• **Exercise directions**
Output the entries below unchanged, except for the pictures.

• **Point-per-instance localization data**
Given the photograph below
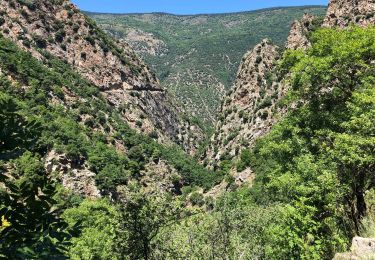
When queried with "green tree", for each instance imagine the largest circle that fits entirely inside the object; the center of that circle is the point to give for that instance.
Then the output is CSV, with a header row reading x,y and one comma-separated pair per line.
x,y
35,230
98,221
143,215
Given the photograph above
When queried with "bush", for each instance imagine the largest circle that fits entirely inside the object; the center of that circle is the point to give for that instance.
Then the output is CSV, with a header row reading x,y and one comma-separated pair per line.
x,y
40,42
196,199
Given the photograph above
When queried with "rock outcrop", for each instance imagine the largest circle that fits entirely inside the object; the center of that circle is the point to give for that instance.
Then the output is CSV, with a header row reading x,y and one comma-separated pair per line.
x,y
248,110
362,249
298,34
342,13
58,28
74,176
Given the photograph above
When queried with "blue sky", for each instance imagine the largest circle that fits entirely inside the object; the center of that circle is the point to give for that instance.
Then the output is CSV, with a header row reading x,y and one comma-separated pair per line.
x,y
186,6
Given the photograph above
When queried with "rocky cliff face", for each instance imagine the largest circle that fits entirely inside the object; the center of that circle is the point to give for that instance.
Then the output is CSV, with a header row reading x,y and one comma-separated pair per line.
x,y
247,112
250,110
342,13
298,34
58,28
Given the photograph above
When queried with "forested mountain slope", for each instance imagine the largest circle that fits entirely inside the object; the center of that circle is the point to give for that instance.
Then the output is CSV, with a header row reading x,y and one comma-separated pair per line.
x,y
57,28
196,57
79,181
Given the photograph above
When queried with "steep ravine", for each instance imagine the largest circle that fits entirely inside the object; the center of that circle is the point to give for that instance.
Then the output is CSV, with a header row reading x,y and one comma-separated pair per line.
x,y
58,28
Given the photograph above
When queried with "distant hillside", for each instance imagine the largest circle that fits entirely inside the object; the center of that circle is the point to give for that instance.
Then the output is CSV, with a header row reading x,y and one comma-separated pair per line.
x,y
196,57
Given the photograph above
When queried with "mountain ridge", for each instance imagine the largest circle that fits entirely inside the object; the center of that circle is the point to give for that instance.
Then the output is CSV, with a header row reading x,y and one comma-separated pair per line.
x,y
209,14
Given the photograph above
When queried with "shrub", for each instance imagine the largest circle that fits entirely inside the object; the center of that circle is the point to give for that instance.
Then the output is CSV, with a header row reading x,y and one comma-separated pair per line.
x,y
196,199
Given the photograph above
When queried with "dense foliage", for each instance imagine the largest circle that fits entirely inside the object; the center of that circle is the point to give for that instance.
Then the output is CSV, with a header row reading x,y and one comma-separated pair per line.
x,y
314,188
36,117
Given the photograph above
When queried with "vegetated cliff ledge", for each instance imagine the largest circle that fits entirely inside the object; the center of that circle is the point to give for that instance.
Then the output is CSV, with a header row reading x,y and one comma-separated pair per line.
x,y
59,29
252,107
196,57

• **Your response**
Given the photograph below
When queried with "green tree", for each instance imagine the largest circle that fits entirely inside the object; the center of that circle is the point to give for that instance.
Then the output is CSV, with a header row reading x,y and one comma-separated pair per line.
x,y
35,230
98,221
143,215
Given the photograph above
When queried with "bush", for each instance imagine the largest circle that fits entirely inside the object; the center of that circle is the point to give for that instance.
Then the output is CSV, with a header row reading x,y and one comma-separated pair per line.
x,y
40,42
196,199
Given the photograph above
When queried with "rock outcrop", for each instance imagine the largest circle that fits entirely inside the object; the center of that circle is the point to give for that instance.
Then the output is CSV, with a header row reading x,y and one comma-separated pair per line.
x,y
248,110
362,249
298,34
342,13
58,28
74,176
Given the photograph above
When queried with "blue sky", for each instance imagine the largest circle that fits entirely inside the object; the center of that circle is the point to give for that instance.
Then the output is CSV, with a header row reading x,y and one comma-separated pair per line.
x,y
186,6
Given the photograph above
When queried with "rocky cliff face", for each instance imagine the largest circle that fits entirely inside the object; the center of that circle is the point to give for that instance.
Then the output is CSV, with a header row reading x,y and one comma-separated pair per line.
x,y
247,112
250,110
342,13
298,34
58,28
Given the photograph above
When queried with "forested mountain slope", for each instance imagine the largest circle that fits entirely inside the object; the center of that circle is the point to give for that instance.
Then the output is CSV, with a header row reading x,y and one comma-separated pair per line.
x,y
57,28
196,57
79,181
Given the photograph above
When queried with "steep ravine", for each instance imagine the largest circle that fits entirely inside the object; the center of that circle is the point to give for that instance.
Then the output is CSV, with a header row reading x,y and one comma-separated pair per line.
x,y
58,28
Given the photograph above
When queried with "distant hillside", for each instance imagine the largest circle that fits entirely inside the object; the center of that circle is the point to give for that instance.
Then the output is CSV, with a header row reading x,y and one comma-separated pair per line.
x,y
196,57
Given the photograph above
When queried with "mountain ridge", for each instance imagine the largest circle that fits entirely inside the object; the center of that circle is the point to give for that instance.
Then the output is CSV, with a header row reading x,y and one comma-separated pair per line.
x,y
209,14
Given the photograph above
When queried with "shrub", for each instance imagine the largest circle that fits entirely inside the object; the center of that circle is the point to give for that instance.
Then the output is CSV, with a header row reading x,y and one comma-separated pair per line.
x,y
196,199
Given the photograph above
When queried with "dense foliage", for each instance imagine the largest circle that fits entirely inside the object; the center of that circle is the point to give for that instance.
Then the output is CSV, with a header row reading x,y and one comma-separated pair per line.
x,y
314,188
36,117
Given the photograph above
When queried with "vegetated cliff ledge", for each instance imagine the largest circle that fits entirely inside the object; the center of that circle is the point to give for that instance.
Then the output is CSV, with a header row reading x,y and one comma-separated pair per line.
x,y
59,29
252,107
196,57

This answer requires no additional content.